Among those who came to Quebec before The Situation is André Besson of the restaurant Laloux, who arrived in 1975 and is, like MacGuire, one of the old-world monsters. His maître d’ and sommelier, Marie-Isabelle DeVault, says, “Sometimes, for no reason at all, he screams—anything can get on his nerves.” In his defense, Besson says that at least he screams and gets it over with, while MacGuire keeps it all inside.
Besson was born in Vienne, home of Fernand Point of La Pyramide, and so close was the Besson family to Point that the mythic chef cooked for André’s baptism. Something took, for if Point could taste Besson’s sauces, he would not be displeased. Yet to me, much of Besson’s food tastes French-Canadian, particularly his game pie. This is both unexpected and welcome, because the old habitant cuisine of Quebec (the habitants were the old French-Canadian farmers) is badly represented in most of the city’s other upscale restaurants.

• Objective 1: Copy the text about André Besson and his restaurant word for word.
• Objective 2: In the records below, repeat everything from the line containing "Reviewer note. Confirm that each instance of the arm" down to the line containing "<point>1105,737</point>", including both of those lines.

(Records for identifying positions)
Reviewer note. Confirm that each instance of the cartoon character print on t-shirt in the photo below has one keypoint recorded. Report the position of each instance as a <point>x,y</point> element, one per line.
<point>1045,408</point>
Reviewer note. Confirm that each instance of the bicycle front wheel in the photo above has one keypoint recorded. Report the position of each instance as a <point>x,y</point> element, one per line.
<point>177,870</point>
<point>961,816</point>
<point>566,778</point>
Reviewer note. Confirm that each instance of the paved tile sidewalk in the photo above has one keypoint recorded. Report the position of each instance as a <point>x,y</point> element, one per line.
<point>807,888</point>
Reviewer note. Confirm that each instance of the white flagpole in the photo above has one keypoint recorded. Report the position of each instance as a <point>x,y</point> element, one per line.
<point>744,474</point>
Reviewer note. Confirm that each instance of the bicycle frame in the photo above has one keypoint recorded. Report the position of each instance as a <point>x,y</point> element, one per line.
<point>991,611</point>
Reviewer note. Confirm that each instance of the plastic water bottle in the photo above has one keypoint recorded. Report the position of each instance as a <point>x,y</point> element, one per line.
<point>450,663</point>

==

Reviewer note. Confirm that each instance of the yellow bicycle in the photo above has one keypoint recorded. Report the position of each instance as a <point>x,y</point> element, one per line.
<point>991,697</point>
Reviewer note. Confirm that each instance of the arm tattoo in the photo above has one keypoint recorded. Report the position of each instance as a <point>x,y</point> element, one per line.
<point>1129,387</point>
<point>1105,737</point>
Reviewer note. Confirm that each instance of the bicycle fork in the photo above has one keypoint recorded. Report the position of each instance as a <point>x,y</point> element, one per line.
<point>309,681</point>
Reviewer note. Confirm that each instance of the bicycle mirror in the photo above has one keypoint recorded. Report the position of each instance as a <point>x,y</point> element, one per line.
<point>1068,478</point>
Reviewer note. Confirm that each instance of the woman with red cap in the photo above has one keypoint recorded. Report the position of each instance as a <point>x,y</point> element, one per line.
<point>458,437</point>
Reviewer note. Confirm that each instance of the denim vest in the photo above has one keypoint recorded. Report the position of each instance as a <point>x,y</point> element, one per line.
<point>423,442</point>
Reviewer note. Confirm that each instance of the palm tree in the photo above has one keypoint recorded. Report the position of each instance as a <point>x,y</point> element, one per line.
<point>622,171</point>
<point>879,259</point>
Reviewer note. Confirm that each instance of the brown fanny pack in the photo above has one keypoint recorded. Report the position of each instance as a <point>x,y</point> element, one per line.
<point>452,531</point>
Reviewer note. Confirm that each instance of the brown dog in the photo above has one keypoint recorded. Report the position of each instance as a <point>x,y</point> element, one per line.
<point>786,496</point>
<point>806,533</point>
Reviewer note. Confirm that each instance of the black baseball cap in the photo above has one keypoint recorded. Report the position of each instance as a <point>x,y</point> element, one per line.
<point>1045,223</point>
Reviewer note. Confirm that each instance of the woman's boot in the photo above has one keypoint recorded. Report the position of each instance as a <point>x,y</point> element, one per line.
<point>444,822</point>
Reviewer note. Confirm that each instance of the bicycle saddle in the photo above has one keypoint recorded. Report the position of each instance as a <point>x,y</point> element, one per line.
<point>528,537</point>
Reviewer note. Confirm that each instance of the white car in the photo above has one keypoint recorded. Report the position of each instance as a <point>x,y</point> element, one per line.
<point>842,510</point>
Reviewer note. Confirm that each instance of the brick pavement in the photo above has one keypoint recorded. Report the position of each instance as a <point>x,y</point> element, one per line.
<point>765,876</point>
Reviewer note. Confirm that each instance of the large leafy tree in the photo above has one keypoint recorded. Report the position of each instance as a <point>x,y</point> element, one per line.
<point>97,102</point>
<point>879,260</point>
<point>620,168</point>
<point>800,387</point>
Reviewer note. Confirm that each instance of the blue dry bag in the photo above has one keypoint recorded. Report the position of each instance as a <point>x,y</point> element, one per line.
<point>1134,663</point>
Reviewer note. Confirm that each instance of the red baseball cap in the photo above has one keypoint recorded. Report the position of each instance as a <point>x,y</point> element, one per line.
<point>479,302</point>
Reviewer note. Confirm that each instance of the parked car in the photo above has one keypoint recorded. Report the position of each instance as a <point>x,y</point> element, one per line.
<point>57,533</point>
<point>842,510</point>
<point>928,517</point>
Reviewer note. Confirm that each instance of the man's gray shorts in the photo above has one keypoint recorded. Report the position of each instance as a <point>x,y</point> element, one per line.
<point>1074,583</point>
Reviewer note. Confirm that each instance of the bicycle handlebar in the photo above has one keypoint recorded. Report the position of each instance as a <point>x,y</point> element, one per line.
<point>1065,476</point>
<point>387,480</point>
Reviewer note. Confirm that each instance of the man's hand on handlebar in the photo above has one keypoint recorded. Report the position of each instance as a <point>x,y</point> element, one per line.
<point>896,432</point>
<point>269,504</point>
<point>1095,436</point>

• Expected answer 1:
Among those who came to Quebec before The Situation is André Besson of the restaurant Laloux, who arrived in 1975 and is, like MacGuire, one of the old-world monsters. His maître d’ and sommelier, Marie-Isabelle DeVault, says, “Sometimes, for no reason at all, he screams—anything can get on his nerves.” In his defense, Besson says that at least he screams and gets it over with, while MacGuire keeps it all inside.
Besson was born in Vienne, home of Fernand Point of La Pyramide, and so close was the Besson family to Point that the mythic chef cooked for André’s baptism. Something took, for if Point could taste Besson’s sauces, he would not be displeased. Yet to me, much of Besson’s food tastes French-Canadian, particularly his game pie. This is both unexpected and welcome, because the old habitant cuisine of Quebec (the habitants were the old French-Canadian farmers) is badly represented in most of the city’s other upscale restaurants.

• Expected answer 2:
Reviewer note. Confirm that each instance of the arm tattoo in the photo above has one keypoint recorded. Report the position of each instance as a <point>x,y</point> element, one per line.
<point>1129,387</point>
<point>1105,737</point>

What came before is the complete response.